What the exercise asks:
In the listing below, find the line that contains "Point out every instance of the white bus" and the line that contains "Point out every instance of the red". Quote both and every line between them, exactly, and nothing more.

Exercise data:
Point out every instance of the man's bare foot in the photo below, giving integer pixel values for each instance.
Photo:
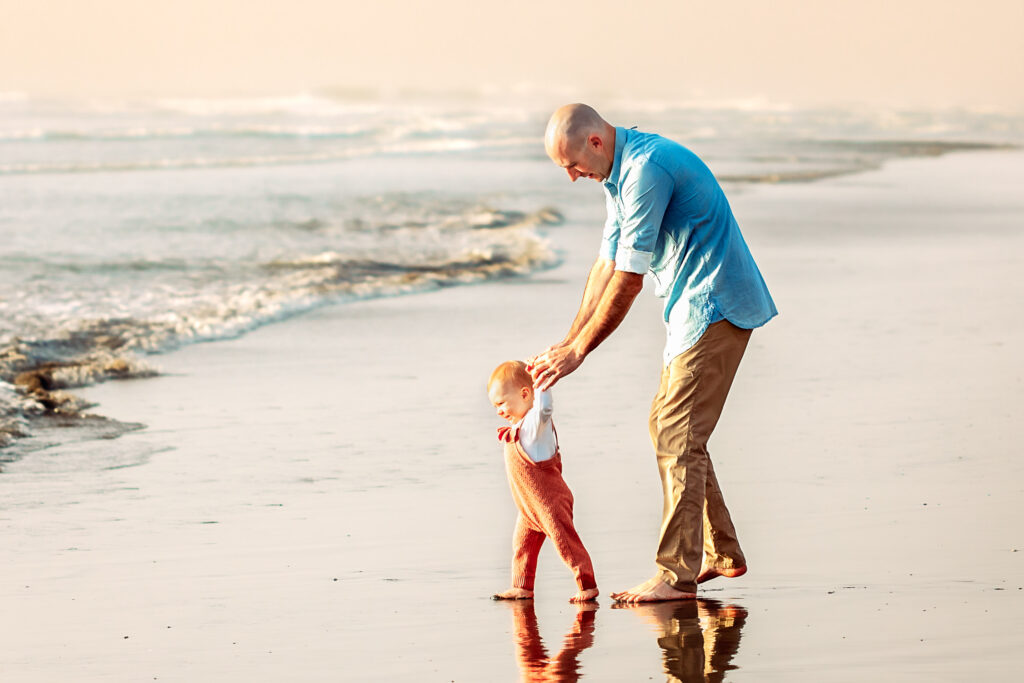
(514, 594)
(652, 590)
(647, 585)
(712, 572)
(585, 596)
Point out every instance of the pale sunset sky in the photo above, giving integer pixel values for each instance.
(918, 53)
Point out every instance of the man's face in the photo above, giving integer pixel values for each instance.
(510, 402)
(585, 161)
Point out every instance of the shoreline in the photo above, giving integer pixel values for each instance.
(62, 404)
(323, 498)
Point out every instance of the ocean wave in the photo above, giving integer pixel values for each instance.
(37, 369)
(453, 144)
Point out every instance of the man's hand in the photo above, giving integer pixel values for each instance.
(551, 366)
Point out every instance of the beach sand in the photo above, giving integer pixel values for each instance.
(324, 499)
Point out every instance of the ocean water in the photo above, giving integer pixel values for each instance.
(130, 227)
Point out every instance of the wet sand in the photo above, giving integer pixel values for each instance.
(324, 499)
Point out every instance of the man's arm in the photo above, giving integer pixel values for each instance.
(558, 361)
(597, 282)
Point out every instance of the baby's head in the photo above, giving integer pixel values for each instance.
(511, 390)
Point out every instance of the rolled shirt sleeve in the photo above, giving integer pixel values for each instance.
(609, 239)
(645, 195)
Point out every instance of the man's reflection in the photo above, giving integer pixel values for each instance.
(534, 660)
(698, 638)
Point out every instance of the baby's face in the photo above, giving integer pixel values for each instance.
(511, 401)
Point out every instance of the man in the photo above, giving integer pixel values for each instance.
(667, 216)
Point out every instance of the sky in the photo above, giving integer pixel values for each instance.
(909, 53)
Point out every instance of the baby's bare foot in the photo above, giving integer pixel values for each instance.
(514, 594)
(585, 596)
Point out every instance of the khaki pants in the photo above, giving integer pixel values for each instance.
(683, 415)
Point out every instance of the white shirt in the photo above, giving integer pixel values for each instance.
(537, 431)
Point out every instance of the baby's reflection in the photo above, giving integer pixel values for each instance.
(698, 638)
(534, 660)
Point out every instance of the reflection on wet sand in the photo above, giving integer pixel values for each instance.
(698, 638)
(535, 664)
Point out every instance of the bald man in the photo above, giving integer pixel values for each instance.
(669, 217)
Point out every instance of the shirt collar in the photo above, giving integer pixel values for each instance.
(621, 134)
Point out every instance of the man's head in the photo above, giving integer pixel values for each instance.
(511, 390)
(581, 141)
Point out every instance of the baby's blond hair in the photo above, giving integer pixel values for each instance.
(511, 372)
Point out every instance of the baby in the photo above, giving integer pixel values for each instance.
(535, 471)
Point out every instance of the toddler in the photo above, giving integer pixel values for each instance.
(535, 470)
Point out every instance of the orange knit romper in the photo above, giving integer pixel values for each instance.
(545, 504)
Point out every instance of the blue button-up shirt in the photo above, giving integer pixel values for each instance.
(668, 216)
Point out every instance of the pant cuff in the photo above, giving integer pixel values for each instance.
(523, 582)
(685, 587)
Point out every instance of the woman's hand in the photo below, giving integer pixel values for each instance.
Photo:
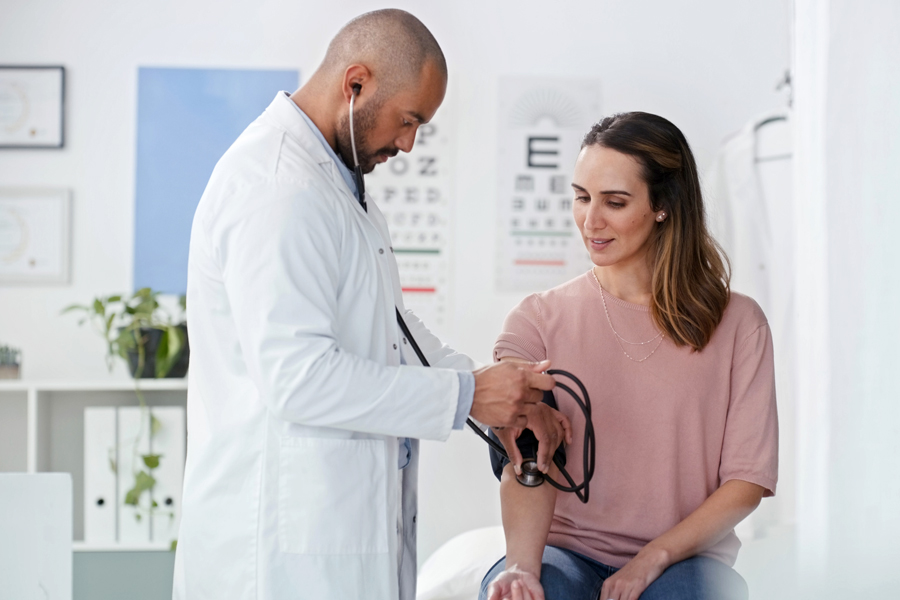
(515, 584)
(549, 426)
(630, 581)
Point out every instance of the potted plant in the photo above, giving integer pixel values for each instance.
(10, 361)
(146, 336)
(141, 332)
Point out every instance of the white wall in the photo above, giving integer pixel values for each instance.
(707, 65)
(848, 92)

--

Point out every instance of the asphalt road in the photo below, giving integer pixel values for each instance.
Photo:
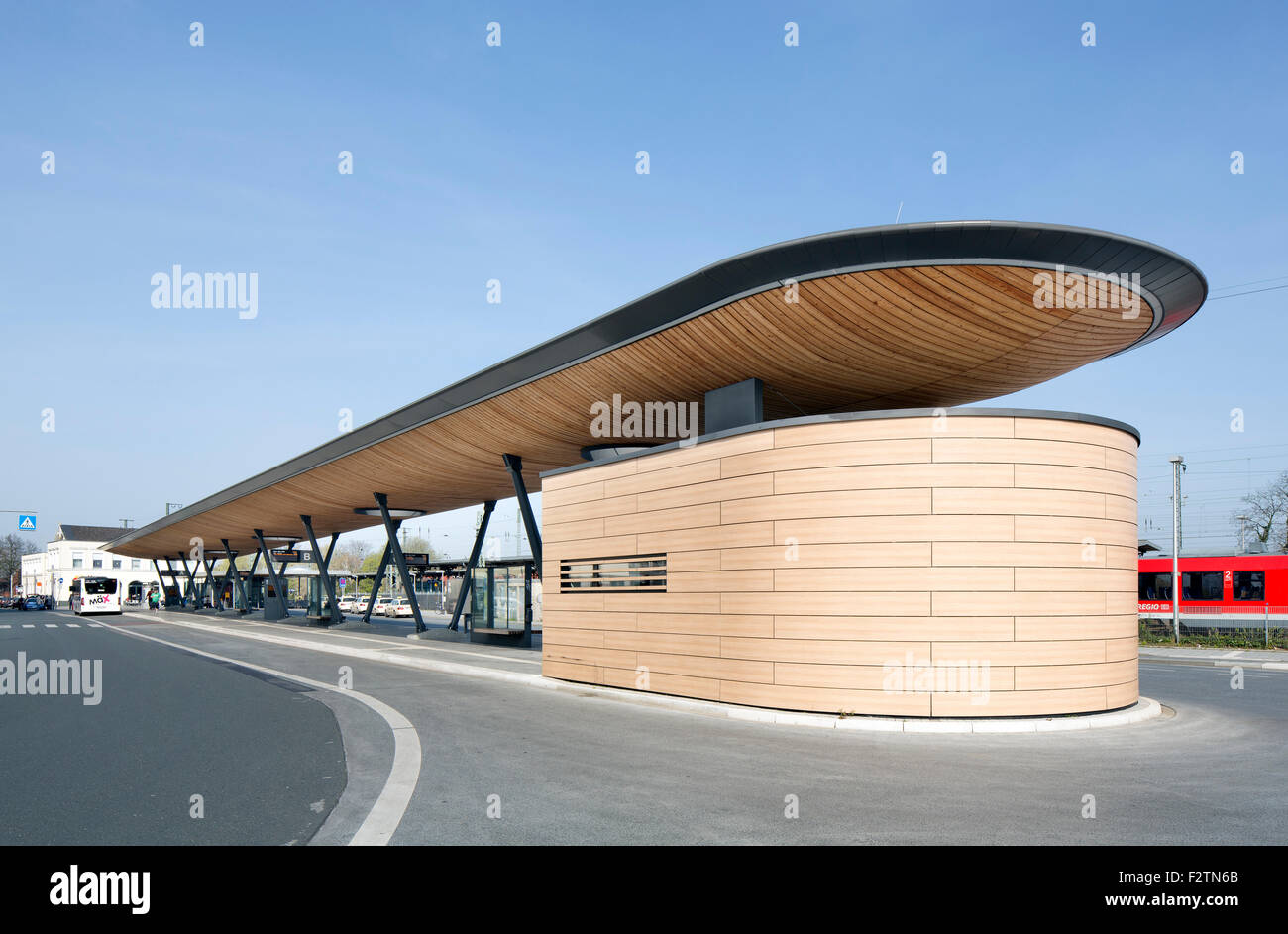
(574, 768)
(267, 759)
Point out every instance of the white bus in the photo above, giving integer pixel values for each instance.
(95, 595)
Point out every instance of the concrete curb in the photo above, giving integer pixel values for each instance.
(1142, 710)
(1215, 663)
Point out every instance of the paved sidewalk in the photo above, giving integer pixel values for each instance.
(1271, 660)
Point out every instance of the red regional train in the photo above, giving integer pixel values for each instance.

Exercise solution:
Point out every instance of the white bus in the photo above, giving integer pixel values for each instance.
(95, 595)
Point out every instance of the concrete curb in the photo above, giving integer pixel values for each instance.
(1142, 710)
(1215, 663)
Point out every instance of the paved sidewalk in the photo above, giving integer pixel values for each instance.
(1271, 660)
Point out every instance of the red regional train in the photo above, giving integer pixel values for each instance.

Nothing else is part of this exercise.